Les militaires ont le devoir d’obéir au pouvoir légitime, mais quand celui-ci se délégitime par les décisions qu’il prend, que faire ?
Les réflexions de de Gaulle en 1940 sont toujours actuelles. Contrairement à ce que beaucoup croient, son envol vers l’Angleterre n’a rien d’un coup de tête (1). On détecte ses racines dans les écrits gaulliens des années 30.
La seule vraie raison d’être de l’Etat, c’est la défense de la patrie, les autres raisons qu’on peut donner sont subalternes. Quand c’est la politique de l’Etat de détruire la patrie, par action et par omission, n’est-ce pas trahir que de continuer à obéir ? (2)
En 1958, la question est au fond la même.
La réponse à cette question ne peut d’abord être qu’individuelle. Après quoi, ceux qui ont apporté la même réponse ont le devoir de s’organiser.
Ceci dit, je suis très sceptique sur un gouvernement militaire. Je connais peu les militaires, mais le peu que je connais ne m’incite pas à une confiance débordante. Il est illusoire de croire que l’armée est différente de la société dans laquelle elle vit.
******************
(1) : les pétainistes l’accusent d’être un fuyard (alors qu’il ne risquait rien), ne comprenant pas que le choix de s’extraire, de prendre du champ, est essentielle à sa démarche, en fait l’originalité et l’intelligence.
(2) : le dilemme est différent de celui qui s’est posé aux militaires putschistes en Algérie, qui agissaient au nom de la parole donnée et pas au nom de l’intérêt supérieur de la France.
Rien à voir avec le sujet.
Eric, suis-je le seul à avoir des difficultés depuis 3 à 4 jours environ pour accéder à votre site et pour déposer des commentaires à vos articles ?
Il y a des étapes à franchir qui n’existaient pas auparavant.
Merci d’avance pour la réponse.
non c’est difficile et parfois cela passe après être pourtant passé par un message d’erreur ???
d’ailleurs encore une fois 2 mn à mouliner pour avoir “erreur 524” et pourtant c’est quand même passé
Mais, un coup d’état, n’en avons pas eu 3 au cours des 15 dernières années avec d’abord la négation d’un référendum démocratique sur l’Europe par Sarko puis l’élimination de Strauss-Kahn par les Américains afin que le France soit accessible à une hollandouille docile et enfin avec l’élection de Macron Youg leader…évidemment ? C’est d’ailleurs probablement le ressenti de cette sorte de non légitimité du pouvoir central en France depuis bientôt 15 ans qui ouvre la porte de nos esprits à un coup d’état à l’ancienne: tant qu’à être entubé autant l’être clairement à l’ancienne.
■ ■ ■
Reprenez le texte sur l'obéissance des militaires au pouvoir légitime et poursuivez-le après sa dernière phrase.
■ ■ ■
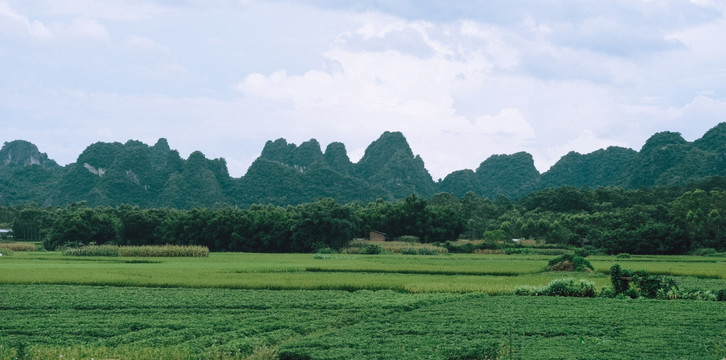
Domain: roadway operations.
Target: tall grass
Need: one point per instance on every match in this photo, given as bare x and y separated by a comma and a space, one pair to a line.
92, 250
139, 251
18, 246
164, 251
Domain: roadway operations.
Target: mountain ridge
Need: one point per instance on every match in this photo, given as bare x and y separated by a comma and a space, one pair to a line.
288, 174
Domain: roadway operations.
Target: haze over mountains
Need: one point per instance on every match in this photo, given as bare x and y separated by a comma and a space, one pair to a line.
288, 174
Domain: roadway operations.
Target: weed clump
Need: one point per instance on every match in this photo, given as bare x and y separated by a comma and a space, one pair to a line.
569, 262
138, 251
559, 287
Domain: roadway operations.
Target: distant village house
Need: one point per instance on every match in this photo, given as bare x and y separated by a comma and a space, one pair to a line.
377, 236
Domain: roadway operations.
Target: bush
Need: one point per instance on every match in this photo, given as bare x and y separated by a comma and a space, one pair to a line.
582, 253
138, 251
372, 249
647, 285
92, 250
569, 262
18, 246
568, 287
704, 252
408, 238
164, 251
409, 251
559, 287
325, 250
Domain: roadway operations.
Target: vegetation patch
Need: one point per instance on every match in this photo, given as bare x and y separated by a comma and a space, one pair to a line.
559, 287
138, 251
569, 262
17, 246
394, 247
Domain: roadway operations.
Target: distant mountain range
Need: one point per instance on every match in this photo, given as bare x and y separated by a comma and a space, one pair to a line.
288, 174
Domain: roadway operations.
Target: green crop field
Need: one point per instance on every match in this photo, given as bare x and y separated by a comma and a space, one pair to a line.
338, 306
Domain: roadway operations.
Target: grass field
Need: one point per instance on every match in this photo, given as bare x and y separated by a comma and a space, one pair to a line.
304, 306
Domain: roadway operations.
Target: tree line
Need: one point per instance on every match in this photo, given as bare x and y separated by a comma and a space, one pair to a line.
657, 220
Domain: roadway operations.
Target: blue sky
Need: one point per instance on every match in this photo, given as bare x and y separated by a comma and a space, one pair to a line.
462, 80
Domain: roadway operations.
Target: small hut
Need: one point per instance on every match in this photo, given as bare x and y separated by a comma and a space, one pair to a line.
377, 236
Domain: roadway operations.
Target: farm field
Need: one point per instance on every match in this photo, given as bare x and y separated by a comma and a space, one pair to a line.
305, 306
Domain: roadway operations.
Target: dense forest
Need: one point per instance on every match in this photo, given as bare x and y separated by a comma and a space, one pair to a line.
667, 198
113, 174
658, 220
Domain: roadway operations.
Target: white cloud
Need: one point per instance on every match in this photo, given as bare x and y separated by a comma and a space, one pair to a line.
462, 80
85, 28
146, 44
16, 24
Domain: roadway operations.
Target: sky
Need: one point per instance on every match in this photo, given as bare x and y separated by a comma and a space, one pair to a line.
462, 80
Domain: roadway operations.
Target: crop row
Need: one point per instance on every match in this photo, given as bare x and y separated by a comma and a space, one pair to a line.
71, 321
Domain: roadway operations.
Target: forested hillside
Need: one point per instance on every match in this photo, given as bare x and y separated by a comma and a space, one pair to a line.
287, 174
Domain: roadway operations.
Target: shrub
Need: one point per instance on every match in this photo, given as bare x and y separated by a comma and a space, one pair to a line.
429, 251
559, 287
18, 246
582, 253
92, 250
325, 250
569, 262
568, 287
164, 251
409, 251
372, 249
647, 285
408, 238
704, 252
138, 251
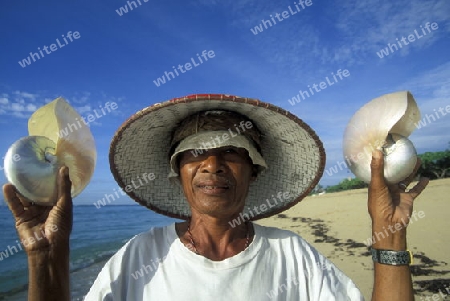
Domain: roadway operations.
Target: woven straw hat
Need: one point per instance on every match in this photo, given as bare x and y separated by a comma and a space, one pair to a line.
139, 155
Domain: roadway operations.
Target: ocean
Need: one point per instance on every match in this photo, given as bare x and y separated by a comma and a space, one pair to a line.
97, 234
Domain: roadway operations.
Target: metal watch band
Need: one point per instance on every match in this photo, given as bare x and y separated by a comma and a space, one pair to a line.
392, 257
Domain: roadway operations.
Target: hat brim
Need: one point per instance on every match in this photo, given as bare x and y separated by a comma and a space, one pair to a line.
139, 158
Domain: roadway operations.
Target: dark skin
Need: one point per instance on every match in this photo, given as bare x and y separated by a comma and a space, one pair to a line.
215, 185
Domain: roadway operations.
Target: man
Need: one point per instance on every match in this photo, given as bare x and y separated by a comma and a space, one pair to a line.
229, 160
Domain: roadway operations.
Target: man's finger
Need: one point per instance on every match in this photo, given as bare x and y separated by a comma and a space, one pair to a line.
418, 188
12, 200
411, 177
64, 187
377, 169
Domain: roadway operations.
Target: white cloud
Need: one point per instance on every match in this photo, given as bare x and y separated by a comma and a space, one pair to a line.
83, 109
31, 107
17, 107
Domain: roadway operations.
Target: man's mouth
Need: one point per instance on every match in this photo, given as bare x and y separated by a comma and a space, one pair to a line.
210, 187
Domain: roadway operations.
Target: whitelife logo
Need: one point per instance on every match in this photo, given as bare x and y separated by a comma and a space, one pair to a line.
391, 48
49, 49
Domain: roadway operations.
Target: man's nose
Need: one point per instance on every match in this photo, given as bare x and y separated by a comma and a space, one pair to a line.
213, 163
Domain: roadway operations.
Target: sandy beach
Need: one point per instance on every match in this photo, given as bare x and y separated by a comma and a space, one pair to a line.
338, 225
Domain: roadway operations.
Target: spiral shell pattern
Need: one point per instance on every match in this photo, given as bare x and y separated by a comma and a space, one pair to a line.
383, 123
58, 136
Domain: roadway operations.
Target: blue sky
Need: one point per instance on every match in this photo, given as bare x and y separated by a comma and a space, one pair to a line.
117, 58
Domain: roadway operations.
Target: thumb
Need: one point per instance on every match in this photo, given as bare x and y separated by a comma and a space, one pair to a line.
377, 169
■ ■ ■
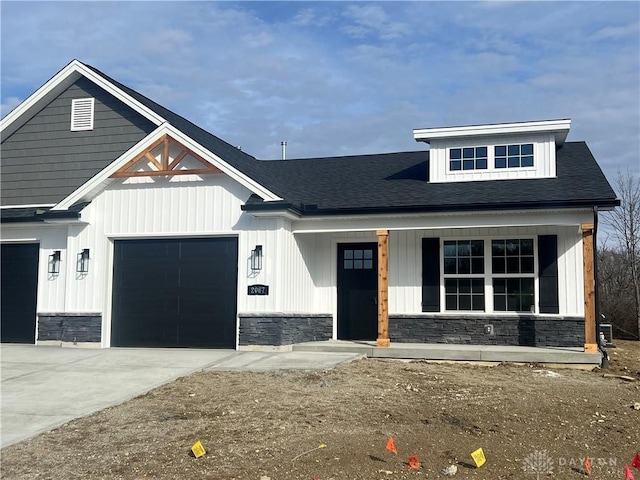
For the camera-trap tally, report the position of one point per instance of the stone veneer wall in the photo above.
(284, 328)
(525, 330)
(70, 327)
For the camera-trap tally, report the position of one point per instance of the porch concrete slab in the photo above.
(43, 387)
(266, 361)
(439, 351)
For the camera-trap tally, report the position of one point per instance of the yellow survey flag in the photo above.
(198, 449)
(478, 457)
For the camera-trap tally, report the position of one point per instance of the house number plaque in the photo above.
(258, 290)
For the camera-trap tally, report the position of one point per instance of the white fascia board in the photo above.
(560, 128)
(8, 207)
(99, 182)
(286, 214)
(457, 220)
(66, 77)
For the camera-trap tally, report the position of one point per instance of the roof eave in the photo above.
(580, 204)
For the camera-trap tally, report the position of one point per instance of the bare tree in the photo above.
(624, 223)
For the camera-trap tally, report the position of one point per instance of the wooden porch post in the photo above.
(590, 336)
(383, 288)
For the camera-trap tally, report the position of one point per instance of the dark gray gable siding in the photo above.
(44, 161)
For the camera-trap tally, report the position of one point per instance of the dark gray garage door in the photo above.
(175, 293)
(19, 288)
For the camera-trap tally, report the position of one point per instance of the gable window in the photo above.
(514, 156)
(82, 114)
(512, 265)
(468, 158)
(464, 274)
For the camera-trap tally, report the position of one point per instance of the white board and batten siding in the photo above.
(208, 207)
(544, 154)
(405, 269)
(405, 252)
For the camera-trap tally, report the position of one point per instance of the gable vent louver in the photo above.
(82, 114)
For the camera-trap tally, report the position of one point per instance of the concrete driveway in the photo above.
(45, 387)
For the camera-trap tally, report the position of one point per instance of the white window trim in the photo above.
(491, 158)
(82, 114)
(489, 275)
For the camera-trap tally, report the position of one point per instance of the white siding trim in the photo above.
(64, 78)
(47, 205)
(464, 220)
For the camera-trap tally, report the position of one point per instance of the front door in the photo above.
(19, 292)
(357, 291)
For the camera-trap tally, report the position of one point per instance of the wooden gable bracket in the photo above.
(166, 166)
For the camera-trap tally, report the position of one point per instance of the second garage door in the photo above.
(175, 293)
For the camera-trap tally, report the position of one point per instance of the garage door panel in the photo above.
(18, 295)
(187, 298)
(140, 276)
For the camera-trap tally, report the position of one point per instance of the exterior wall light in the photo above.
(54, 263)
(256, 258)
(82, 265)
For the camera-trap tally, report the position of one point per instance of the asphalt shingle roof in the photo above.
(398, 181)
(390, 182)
■ ■ ■
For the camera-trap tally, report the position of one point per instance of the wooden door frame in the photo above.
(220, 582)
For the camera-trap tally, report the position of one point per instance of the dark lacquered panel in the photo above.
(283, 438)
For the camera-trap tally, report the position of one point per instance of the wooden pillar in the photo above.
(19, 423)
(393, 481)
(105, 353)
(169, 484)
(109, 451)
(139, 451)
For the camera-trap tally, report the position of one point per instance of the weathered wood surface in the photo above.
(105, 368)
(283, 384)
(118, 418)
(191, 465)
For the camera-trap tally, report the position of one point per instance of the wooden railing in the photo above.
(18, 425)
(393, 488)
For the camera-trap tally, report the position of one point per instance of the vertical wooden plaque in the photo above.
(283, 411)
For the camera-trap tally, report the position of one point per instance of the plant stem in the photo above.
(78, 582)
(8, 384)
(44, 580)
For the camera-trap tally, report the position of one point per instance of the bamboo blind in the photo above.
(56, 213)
■ ■ ■
Résultat:
Bien vu et bien dit
Oui : bien raison de s’interroger sur l’impact fulgurant du texte des militaires… ce texte -que j’ai lu…- est d’abord l’expression par intérim —- tiens ça vous rappelle la qualification journalistique de grèves de la SNCF il y’a quelques années ?- des civils à qui on fait fermer leur gueule depuis trop longtemps. Pas un appel direct au putsch mais un appel à voter pour ceux qui porteront une politique de ressaisissement. Seule la voix de militaires pouvait faire assez peur à la caste pour être audible. La caste politico médiatique – qui ne dépasse toujours pas le périphérique parisien -montre à sa réaction qu’elle n’a toujours rien compris à ce qui se passe dans ce pays. Les messages d’un Melenchon qui prétend aider le peuple sont une honte….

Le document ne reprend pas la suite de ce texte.